(YOUR TASK)
Output these rows as a Markdown table with a Row column holding the row number and a Line column holding the line itself, leaving out blank lines.
----------
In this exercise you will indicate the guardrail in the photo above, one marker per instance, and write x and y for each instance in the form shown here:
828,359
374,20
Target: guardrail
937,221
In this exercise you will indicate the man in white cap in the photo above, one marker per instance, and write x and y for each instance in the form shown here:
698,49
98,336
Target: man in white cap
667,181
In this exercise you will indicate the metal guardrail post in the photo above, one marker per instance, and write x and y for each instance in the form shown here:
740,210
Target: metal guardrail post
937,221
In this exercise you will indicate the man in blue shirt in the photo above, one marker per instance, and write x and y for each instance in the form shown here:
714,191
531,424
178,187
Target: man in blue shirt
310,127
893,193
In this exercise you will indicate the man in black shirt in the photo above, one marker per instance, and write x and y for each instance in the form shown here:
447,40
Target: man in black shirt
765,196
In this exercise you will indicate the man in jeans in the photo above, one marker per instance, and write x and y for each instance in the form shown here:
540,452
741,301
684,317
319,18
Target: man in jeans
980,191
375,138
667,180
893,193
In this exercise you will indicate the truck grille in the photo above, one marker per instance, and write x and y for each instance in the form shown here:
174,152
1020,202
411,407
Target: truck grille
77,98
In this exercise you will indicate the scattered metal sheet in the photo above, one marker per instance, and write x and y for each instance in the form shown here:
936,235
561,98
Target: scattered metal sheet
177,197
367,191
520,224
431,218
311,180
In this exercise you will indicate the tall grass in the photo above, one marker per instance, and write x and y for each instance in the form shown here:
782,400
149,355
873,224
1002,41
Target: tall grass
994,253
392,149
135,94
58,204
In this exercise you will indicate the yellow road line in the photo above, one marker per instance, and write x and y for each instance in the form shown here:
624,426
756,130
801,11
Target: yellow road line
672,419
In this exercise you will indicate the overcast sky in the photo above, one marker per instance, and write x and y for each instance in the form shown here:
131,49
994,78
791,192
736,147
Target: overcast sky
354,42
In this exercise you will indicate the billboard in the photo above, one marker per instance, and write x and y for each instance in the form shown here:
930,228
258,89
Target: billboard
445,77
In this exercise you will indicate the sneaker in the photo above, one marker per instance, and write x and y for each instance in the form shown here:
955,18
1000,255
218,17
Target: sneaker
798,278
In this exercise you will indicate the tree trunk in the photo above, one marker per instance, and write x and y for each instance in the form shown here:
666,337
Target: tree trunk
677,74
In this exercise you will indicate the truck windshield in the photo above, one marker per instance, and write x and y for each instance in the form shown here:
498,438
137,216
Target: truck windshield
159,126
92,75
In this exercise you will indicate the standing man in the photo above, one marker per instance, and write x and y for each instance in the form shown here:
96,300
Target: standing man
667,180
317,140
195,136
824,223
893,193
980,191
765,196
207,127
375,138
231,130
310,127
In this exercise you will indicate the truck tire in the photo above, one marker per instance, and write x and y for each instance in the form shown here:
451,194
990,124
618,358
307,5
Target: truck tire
----------
(FULL SOLUTION)
| Row | Line |
|---|---|
| 1 | In this exercise you will indicate the guardrail in the photo above, one marker per instance, and write x and y for each instance in the form shown here: |
| 2 | 828,359 |
| 3 | 374,20 |
| 4 | Target: guardrail |
| 5 | 937,221 |
| 6 | In this exercise you will indicate the man in white cap in the photo above, one marker per instance, and write x and y for each instance in the form shown here: |
| 7 | 698,49 |
| 8 | 98,336 |
| 9 | Target: man in white cap |
| 10 | 667,181 |
| 11 | In this exercise you will indicate the metal guardrail post in the photo above, one marker per instance, and write x and y for each instance in the form shown here: |
| 12 | 740,210 |
| 13 | Target: metal guardrail post |
| 14 | 937,221 |
| 15 | In this exercise you will indicate the man in blue shirt in the photo above, one marker per instance, and write x and y for each instance in the form shown here: |
| 16 | 714,191 |
| 17 | 531,424 |
| 18 | 178,187 |
| 19 | Target: man in blue shirt |
| 20 | 310,127 |
| 21 | 893,193 |
| 22 | In this exercise you will indicate the man in black shirt in the photo above, one marker per instance, and write x and y for each instance in the form shown here: |
| 23 | 447,40 |
| 24 | Target: man in black shirt |
| 25 | 765,196 |
| 26 | In this exercise you will indicate the man in jeans in the photo above, one marker per instance, and write x and y for each instance in the form shown here: |
| 27 | 540,452 |
| 28 | 741,301 |
| 29 | 684,317 |
| 30 | 319,18 |
| 31 | Target: man in jeans |
| 32 | 980,191 |
| 33 | 375,138 |
| 34 | 667,180 |
| 35 | 893,193 |
| 36 | In this exercise you will indicate the truck grille in the photo above, one marker per instance, and write x and y for each instance in the form shown here: |
| 37 | 174,152 |
| 38 | 1020,202 |
| 39 | 411,407 |
| 40 | Target: truck grille |
| 41 | 77,98 |
| 42 | In this exercise you will indicate the scattered metal sheet in the photo above, one marker per instance, and write x and y for each instance in the form shown here: |
| 43 | 936,235 |
| 44 | 561,98 |
| 45 | Target: scattered metal sheet |
| 46 | 177,197 |
| 47 | 367,191 |
| 48 | 520,224 |
| 49 | 431,218 |
| 50 | 311,180 |
| 51 | In this exercise you will indicate the tall grass in the photo above, one marker per instance, and write x and y for each instance in the form shown here: |
| 52 | 782,400 |
| 53 | 149,355 |
| 54 | 873,224 |
| 55 | 1002,41 |
| 56 | Target: tall grass |
| 57 | 994,253 |
| 58 | 392,149 |
| 59 | 135,94 |
| 60 | 58,204 |
| 61 | In this exercise you will indicate the yellow road line in the photo above, one marker per instance, and write x and y for each instance in the form shown here: |
| 62 | 624,426 |
| 63 | 756,130 |
| 64 | 801,11 |
| 65 | Target: yellow road line |
| 66 | 672,419 |
| 67 | In this exercise you will indicate the overcast sky in the photo above, one marker per instance, and write x and y for each instance in the form shown here: |
| 68 | 131,49 |
| 69 | 994,78 |
| 70 | 791,192 |
| 71 | 736,147 |
| 72 | Target: overcast sky |
| 73 | 354,42 |
| 74 | In this exercise you will indicate the billboard in the photo above, one marker per instance, and write x and y for each instance in the form shown here: |
| 75 | 930,228 |
| 76 | 258,89 |
| 77 | Target: billboard |
| 78 | 445,77 |
| 79 | In this exercise you will indicate the sneaker in the photo above, one marker per instance, and write x and y for each instance in the form shown here: |
| 80 | 955,18 |
| 81 | 1000,255 |
| 82 | 218,17 |
| 83 | Target: sneaker |
| 84 | 798,278 |
| 85 | In this exercise you will indicate the tree trunk in the photo above, one marker per instance, and write x and y for each instance in the form shown here: |
| 86 | 666,337 |
| 87 | Target: tree trunk |
| 88 | 677,74 |
| 89 | In this exercise you will indicate the truck windshield in the photo above, one marker per instance, and write x and y for each instance in the form shown here: |
| 90 | 498,438 |
| 91 | 137,216 |
| 92 | Target: truck windshield |
| 93 | 159,126 |
| 94 | 92,75 |
| 95 | In this exercise you will indicate the standing man in the photo above, one marker per instance, and write x and y for each instance in the form shown here: |
| 96 | 96,300 |
| 97 | Target: standing man |
| 98 | 667,180 |
| 99 | 317,140 |
| 100 | 195,136 |
| 101 | 824,223 |
| 102 | 893,193 |
| 103 | 980,191 |
| 104 | 765,196 |
| 105 | 207,127 |
| 106 | 375,138 |
| 107 | 231,130 |
| 108 | 310,127 |
| 109 | In this exercise you will indicate the truck tire in the photo above, one marker per instance, and write x and y for each instance in the form shown here: |
| 110 | 451,194 |
| 111 | 990,124 |
| 112 | 618,358 |
| 113 | 307,5 |
| 114 | Target: truck tire |